— Exercise directions —
What's wanted here is the full listing below, repeated exactly, with no images in it.

— Task inputs —
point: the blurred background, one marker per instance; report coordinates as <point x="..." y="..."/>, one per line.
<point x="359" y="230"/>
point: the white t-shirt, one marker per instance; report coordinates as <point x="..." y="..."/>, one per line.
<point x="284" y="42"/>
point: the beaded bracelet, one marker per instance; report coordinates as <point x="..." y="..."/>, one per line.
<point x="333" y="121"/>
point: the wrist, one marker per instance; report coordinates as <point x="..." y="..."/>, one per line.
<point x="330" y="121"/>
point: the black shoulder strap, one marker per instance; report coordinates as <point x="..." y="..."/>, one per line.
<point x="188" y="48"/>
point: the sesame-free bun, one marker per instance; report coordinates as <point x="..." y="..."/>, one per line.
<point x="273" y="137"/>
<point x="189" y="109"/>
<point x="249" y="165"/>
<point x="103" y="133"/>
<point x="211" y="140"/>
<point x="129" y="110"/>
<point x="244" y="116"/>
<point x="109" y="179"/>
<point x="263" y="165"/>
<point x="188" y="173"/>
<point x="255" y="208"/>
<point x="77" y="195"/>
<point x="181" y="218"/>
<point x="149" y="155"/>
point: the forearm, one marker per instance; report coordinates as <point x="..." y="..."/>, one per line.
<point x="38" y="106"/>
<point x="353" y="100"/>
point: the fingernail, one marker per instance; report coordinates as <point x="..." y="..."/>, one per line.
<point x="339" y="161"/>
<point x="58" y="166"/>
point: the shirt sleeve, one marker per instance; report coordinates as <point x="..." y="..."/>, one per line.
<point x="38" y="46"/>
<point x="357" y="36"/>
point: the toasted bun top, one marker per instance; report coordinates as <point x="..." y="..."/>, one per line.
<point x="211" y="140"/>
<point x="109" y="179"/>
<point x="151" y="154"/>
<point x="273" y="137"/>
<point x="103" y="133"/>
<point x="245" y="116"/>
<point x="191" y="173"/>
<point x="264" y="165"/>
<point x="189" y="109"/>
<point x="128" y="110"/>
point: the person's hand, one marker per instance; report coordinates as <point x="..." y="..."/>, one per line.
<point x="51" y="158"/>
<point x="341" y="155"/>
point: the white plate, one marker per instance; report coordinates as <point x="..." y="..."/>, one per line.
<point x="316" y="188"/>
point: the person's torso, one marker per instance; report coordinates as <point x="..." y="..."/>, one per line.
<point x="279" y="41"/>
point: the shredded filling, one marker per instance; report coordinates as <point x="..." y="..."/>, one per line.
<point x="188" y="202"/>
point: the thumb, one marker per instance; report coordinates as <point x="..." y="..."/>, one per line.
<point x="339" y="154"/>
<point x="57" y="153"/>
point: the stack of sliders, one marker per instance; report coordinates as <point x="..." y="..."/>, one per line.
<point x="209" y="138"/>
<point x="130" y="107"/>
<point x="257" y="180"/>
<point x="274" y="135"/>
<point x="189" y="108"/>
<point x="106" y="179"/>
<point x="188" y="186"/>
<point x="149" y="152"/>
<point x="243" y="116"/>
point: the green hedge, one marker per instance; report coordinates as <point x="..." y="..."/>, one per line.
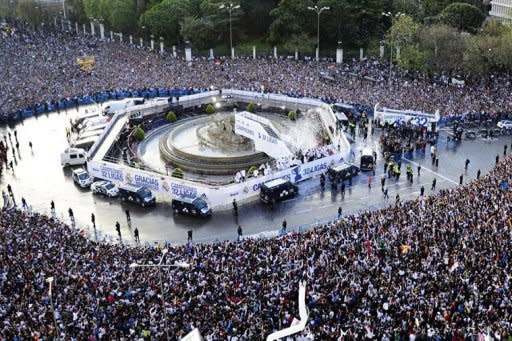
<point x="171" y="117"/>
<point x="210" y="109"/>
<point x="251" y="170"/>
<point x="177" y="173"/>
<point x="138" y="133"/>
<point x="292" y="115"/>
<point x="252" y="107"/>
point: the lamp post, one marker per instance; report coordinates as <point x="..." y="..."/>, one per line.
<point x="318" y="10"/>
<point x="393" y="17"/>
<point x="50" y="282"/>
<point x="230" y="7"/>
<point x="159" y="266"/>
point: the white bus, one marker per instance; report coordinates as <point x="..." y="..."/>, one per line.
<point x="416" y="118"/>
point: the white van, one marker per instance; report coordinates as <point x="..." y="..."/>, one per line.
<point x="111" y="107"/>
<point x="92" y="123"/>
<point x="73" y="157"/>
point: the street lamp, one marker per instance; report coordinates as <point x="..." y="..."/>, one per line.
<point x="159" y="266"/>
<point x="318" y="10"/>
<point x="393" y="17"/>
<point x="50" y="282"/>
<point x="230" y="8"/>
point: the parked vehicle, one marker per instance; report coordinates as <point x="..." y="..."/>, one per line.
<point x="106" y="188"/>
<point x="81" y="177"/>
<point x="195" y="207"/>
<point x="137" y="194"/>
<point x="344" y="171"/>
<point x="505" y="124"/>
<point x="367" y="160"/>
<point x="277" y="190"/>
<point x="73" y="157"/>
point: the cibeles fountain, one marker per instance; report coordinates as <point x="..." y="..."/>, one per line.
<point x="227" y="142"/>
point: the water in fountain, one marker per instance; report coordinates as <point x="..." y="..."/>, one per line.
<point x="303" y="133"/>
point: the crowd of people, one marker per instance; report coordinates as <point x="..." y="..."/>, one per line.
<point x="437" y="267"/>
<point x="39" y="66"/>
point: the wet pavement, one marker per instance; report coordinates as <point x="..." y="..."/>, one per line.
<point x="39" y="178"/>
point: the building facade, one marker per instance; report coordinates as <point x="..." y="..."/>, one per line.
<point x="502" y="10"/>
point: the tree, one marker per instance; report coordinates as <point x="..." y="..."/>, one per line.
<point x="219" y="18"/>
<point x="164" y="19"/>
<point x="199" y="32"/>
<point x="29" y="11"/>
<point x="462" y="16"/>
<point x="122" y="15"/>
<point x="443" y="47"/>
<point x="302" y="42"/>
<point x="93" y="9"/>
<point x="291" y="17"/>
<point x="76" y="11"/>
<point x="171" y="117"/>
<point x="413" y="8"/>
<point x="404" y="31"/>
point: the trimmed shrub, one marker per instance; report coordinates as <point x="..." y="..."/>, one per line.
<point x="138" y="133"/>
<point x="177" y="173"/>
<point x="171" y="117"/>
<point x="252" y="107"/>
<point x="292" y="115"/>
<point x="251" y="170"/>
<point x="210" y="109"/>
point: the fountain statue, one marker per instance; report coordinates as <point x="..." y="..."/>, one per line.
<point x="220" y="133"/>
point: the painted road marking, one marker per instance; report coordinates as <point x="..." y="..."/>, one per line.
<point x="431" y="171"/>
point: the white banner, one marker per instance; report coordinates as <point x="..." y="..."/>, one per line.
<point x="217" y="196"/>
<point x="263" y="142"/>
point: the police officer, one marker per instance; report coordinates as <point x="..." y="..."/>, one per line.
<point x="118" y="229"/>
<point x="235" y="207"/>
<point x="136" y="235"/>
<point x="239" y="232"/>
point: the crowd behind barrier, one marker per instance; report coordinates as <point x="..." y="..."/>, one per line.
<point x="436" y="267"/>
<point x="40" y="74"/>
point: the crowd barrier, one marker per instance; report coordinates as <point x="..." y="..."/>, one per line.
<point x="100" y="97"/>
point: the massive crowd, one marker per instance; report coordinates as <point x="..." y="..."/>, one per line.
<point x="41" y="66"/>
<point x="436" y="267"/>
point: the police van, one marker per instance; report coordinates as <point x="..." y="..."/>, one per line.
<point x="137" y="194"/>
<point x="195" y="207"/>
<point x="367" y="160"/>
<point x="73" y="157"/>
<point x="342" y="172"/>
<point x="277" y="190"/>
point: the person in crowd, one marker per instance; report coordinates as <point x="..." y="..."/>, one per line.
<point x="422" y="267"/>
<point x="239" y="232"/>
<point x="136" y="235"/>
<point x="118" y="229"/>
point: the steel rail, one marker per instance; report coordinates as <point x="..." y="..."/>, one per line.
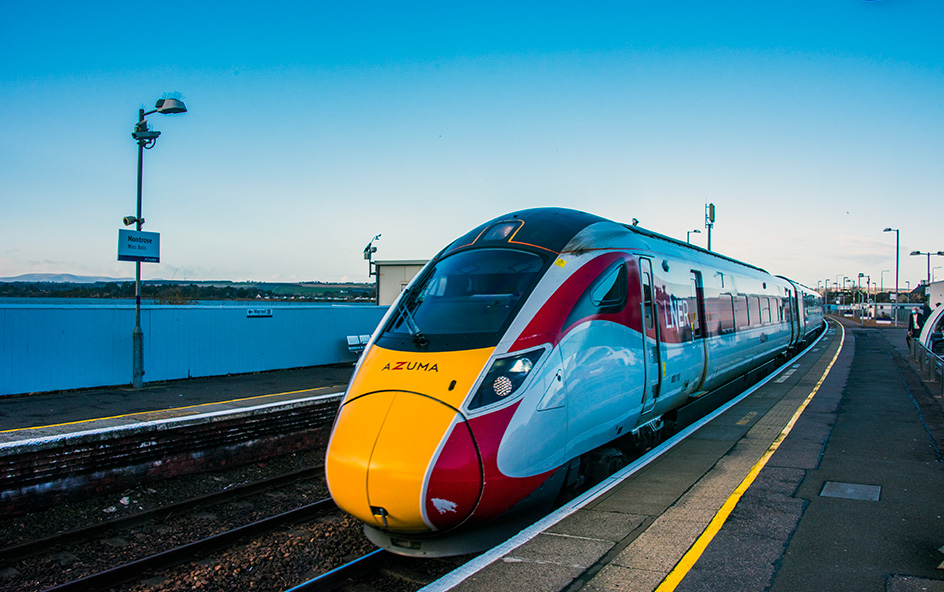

— Response to this exercise —
point: the blurred background, one marker per instance; report coordinates as <point x="..." y="..."/>, one per line.
<point x="359" y="230"/>
point: the white t-shirt, one marker per instance; report coordinates as <point x="..." y="..."/>, one per line.
<point x="284" y="42"/>
point: the beaded bracelet, one marker per instance; report coordinates as <point x="..." y="..."/>, one per line.
<point x="333" y="121"/>
point: the wrist, one marker per instance; report coordinates as <point x="..." y="..."/>, one per line.
<point x="330" y="121"/>
point: the black shoulder strap, one marker per instance; report coordinates as <point x="..." y="..."/>, one per line.
<point x="188" y="48"/>
point: the sesame-free bun, one marker per instance; report coordinates as <point x="..." y="..."/>, one per line.
<point x="273" y="137"/>
<point x="189" y="109"/>
<point x="249" y="165"/>
<point x="103" y="133"/>
<point x="211" y="140"/>
<point x="129" y="110"/>
<point x="244" y="116"/>
<point x="109" y="179"/>
<point x="263" y="165"/>
<point x="188" y="173"/>
<point x="255" y="208"/>
<point x="77" y="195"/>
<point x="181" y="218"/>
<point x="149" y="155"/>
point: the forearm, one marker per instance; report coordinates as <point x="..." y="..."/>, one per line.
<point x="38" y="106"/>
<point x="353" y="100"/>
point: the fingernail, one marker per instance; report coordinates as <point x="..." y="..."/>, one per line.
<point x="339" y="161"/>
<point x="58" y="166"/>
point: the shirt sleeve, one marker per instance; report coordinates as <point x="..." y="..."/>, one per line.
<point x="38" y="46"/>
<point x="357" y="36"/>
point: the toasted bun top, one marker per instance; report coordinates as <point x="..." y="..."/>, one per line.
<point x="211" y="140"/>
<point x="109" y="179"/>
<point x="151" y="154"/>
<point x="273" y="137"/>
<point x="103" y="133"/>
<point x="245" y="116"/>
<point x="191" y="173"/>
<point x="264" y="165"/>
<point x="189" y="109"/>
<point x="128" y="110"/>
point: the person's hand, one marker per instance; report coordinates as <point x="..." y="..."/>, one per line.
<point x="51" y="158"/>
<point x="341" y="155"/>
point: the white plate, one marker per instance; report coordinates as <point x="..." y="..."/>, one per line.
<point x="316" y="188"/>
point: the person's torso, one marker per instance; report coordinates as <point x="..." y="..."/>, one per line.
<point x="279" y="41"/>
point: the shredded filling, one marker per instance; report coordinates as <point x="..." y="..."/>, one per line.
<point x="188" y="202"/>
point: the thumb, one marker per instance; report coordinates as <point x="..." y="..."/>, one per line.
<point x="339" y="154"/>
<point x="57" y="153"/>
point: the stack of sliders, one marker per instance; report coordinates as <point x="..." y="..."/>, one per line.
<point x="209" y="138"/>
<point x="130" y="107"/>
<point x="257" y="180"/>
<point x="274" y="135"/>
<point x="189" y="108"/>
<point x="106" y="179"/>
<point x="188" y="186"/>
<point x="149" y="152"/>
<point x="243" y="116"/>
point: the green hedge, one marker per instance; report coordinates as <point x="..." y="..."/>, one per line.
<point x="171" y="117"/>
<point x="210" y="109"/>
<point x="251" y="170"/>
<point x="177" y="173"/>
<point x="138" y="133"/>
<point x="292" y="115"/>
<point x="252" y="107"/>
point: the lamp post, one marker per instance; report coordinates as <point x="..." y="..."/>, one per line.
<point x="318" y="10"/>
<point x="393" y="17"/>
<point x="50" y="282"/>
<point x="230" y="7"/>
<point x="159" y="266"/>
point: the white bus, one marker per instance; report coordinates as <point x="..." y="..."/>, one per line.
<point x="416" y="118"/>
point: the white van, one marker per instance; report coordinates as <point x="..." y="..."/>, one per line.
<point x="111" y="107"/>
<point x="92" y="123"/>
<point x="73" y="157"/>
point: the street lamp, one marker per instance; report coordinates as <point x="..." y="..."/>, one per line.
<point x="159" y="266"/>
<point x="318" y="10"/>
<point x="393" y="17"/>
<point x="50" y="282"/>
<point x="230" y="8"/>
point: the parked vehicle, one marker per instance; report coordinates as <point x="..." y="..."/>, one per line.
<point x="106" y="188"/>
<point x="81" y="177"/>
<point x="195" y="207"/>
<point x="137" y="194"/>
<point x="344" y="171"/>
<point x="505" y="124"/>
<point x="367" y="160"/>
<point x="277" y="190"/>
<point x="73" y="157"/>
point: the cibeles fountain, one marker per instance; report coordinates as <point x="..." y="..."/>, one per line.
<point x="227" y="142"/>
point: the water in fountain, one marker per instance; report coordinates as <point x="..." y="..."/>, one per line.
<point x="303" y="133"/>
point: the crowd of people, one marker per instance; report coordinates as <point x="..." y="..."/>, one per line.
<point x="437" y="267"/>
<point x="39" y="66"/>
point: the wet pavement, one marker per instance; report coordinates as <point x="..." y="..."/>, one per line.
<point x="39" y="178"/>
point: the building facade, one marker per instance; report coordinates as <point x="..." y="..."/>, one per line.
<point x="502" y="10"/>
point: the tree, one marker per instance; report coordinates as <point x="..." y="..."/>, one per line.
<point x="219" y="18"/>
<point x="164" y="19"/>
<point x="199" y="32"/>
<point x="29" y="11"/>
<point x="462" y="16"/>
<point x="122" y="15"/>
<point x="443" y="47"/>
<point x="302" y="42"/>
<point x="93" y="9"/>
<point x="291" y="17"/>
<point x="76" y="11"/>
<point x="171" y="117"/>
<point x="413" y="8"/>
<point x="404" y="31"/>
point: the trimmed shrub, one marker per instance; report coordinates as <point x="..." y="..."/>, one per line.
<point x="138" y="133"/>
<point x="177" y="173"/>
<point x="171" y="117"/>
<point x="252" y="107"/>
<point x="292" y="115"/>
<point x="251" y="170"/>
<point x="210" y="109"/>
point: the fountain statue, one marker per instance; report coordinates as <point x="..." y="..."/>, one per line.
<point x="220" y="133"/>
point: the painted road marking, one marker per instance; report coordinates as <point x="..." y="..."/>, one per line.
<point x="431" y="171"/>
point: the white banner, one marker per instance; report coordinates as <point x="..." y="..."/>, one per line.
<point x="217" y="196"/>
<point x="263" y="142"/>
point: the police officer, one marker per instance; report coordinates as <point x="..." y="..."/>, one per line.
<point x="118" y="229"/>
<point x="235" y="207"/>
<point x="136" y="235"/>
<point x="239" y="232"/>
point: the crowd behind barrier, one marker per instance; report coordinates as <point x="..." y="..."/>, one per line.
<point x="436" y="267"/>
<point x="40" y="74"/>
point: the crowd barrier, one marker per instance; report coordinates as <point x="..." y="..."/>, one per line.
<point x="100" y="97"/>
point: the massive crowd, one marker per instance; report coordinates as <point x="..." y="..."/>, one per line.
<point x="41" y="66"/>
<point x="436" y="267"/>
point: the police van, one marker per instance; report coordinates as <point x="..." y="..."/>, one per line.
<point x="137" y="194"/>
<point x="195" y="207"/>
<point x="367" y="160"/>
<point x="73" y="157"/>
<point x="342" y="172"/>
<point x="277" y="190"/>
point: the person in crowd, one marker per instance; report coordinates as <point x="..." y="..."/>, one per line.
<point x="422" y="267"/>
<point x="239" y="232"/>
<point x="136" y="235"/>
<point x="118" y="229"/>
point: the steel rail, one marker per instance; report coordinates as <point x="..." y="..."/>, one per line.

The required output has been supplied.